= Challenge =
Lay out the lines of the entries below as a Markdown table with the columns "Row" and "Line," running from the line containing "Target: blue sky" through the end of the entries, both ends included. Skip any blank lines.

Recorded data
◆ ◆ ◆ ◆ ◆ ◆ ◆

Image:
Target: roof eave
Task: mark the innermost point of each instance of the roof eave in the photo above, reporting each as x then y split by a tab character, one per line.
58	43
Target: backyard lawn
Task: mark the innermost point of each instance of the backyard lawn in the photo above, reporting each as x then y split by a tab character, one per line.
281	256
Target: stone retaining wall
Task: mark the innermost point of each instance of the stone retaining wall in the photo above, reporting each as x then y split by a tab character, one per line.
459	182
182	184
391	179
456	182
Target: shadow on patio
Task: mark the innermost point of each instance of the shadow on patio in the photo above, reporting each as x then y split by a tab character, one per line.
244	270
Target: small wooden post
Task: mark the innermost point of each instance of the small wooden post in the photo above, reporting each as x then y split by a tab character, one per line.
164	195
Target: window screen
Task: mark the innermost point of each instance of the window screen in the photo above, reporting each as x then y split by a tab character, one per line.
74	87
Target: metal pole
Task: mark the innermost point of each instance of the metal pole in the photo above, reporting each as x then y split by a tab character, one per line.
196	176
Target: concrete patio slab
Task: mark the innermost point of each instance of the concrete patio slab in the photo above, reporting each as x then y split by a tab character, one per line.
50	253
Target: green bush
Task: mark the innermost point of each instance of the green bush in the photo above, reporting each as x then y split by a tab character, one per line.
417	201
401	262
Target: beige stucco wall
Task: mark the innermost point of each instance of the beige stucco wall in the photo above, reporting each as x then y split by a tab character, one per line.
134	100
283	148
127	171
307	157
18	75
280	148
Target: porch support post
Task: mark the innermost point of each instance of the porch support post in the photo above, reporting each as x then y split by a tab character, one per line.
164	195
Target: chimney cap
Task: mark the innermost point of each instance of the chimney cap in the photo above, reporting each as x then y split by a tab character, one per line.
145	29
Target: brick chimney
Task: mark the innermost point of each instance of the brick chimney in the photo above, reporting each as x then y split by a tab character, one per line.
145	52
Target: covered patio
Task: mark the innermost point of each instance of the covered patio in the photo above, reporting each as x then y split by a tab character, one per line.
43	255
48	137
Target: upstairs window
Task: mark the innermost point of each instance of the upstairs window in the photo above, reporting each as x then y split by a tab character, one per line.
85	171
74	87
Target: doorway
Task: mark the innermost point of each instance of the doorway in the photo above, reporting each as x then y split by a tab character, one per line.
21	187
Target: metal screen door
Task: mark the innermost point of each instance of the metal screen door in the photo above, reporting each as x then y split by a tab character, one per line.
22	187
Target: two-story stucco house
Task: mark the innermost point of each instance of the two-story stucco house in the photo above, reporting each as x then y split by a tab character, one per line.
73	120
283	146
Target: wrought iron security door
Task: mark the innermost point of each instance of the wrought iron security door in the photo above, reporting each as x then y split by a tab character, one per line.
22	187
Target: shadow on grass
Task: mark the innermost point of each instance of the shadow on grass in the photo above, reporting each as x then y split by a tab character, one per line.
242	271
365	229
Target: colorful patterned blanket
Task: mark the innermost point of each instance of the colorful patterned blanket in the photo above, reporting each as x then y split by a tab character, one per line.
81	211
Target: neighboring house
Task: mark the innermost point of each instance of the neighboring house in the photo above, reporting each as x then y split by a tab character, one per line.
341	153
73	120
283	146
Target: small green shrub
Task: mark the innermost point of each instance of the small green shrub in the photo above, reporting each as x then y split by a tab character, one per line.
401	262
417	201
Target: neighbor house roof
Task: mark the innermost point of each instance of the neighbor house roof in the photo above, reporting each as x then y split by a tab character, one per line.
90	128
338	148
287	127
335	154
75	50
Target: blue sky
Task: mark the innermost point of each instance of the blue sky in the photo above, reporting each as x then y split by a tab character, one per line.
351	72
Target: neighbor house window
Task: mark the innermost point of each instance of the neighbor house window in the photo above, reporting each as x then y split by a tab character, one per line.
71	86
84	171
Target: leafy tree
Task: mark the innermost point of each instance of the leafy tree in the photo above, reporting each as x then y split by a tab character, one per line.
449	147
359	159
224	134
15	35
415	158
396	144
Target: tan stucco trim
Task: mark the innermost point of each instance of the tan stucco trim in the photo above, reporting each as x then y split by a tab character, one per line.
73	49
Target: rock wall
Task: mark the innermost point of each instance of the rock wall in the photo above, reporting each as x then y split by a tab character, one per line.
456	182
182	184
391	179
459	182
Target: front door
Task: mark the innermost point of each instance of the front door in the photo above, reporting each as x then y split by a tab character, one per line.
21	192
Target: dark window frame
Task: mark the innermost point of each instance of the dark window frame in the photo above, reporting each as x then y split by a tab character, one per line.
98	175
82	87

◆ ◆ ◆ ◆ ◆ ◆ ◆

= Output below =
| Row | Line |
|---|---|
| 1 | Target: blue sky |
| 2 | Task: mark the innermost point of each instance of the blue sky in the photo above, reporting each as x then y split by a tab character, one per line. |
| 3 | 351	72 |
| 4 | Target: neighbor house window |
| 5 | Task: mark the innermost point of each instance of the neighbor house window in the photo above, reporting each as x then y split by a tab character, one per line. |
| 6 | 71	86 |
| 7 | 84	171 |
| 8 | Target: leafy tree |
| 9 | Task: mark the innermost point of each instance of the leafy tree in the photo above, reporting each as x then y split by a tab character, one per line. |
| 10 | 449	147 |
| 11 | 359	159 |
| 12 | 224	134 |
| 13 | 15	35 |
| 14 | 415	158 |
| 15 | 396	144 |
| 16 | Target: tan stucco trim |
| 17 | Task: mark the innermost point of each instance of the tan stucco trim in the photo above, reporting each as x then y split by a tab character, one per line. |
| 18 | 73	49 |
| 19 | Target: rock wall |
| 20 | Task: mark the innermost point of each instance of the rock wall in the photo above, reporting each as x then y split by a tab character, one per line. |
| 21 | 456	182 |
| 22 | 182	184 |
| 23 | 391	179 |
| 24 | 459	182 |
| 25 | Target: front door |
| 26 | Task: mark the innermost point of each instance of the front door in the photo above, reporting each as x then y split by a tab character, one per line. |
| 27 | 21	192 |
| 28 | Target: dark window frame |
| 29 | Task: mark the innermost point of each instance of the dark window frame in the photo above, reporting each as x then y split by a tab character, one per line. |
| 30 | 98	175 |
| 31 | 82	87 |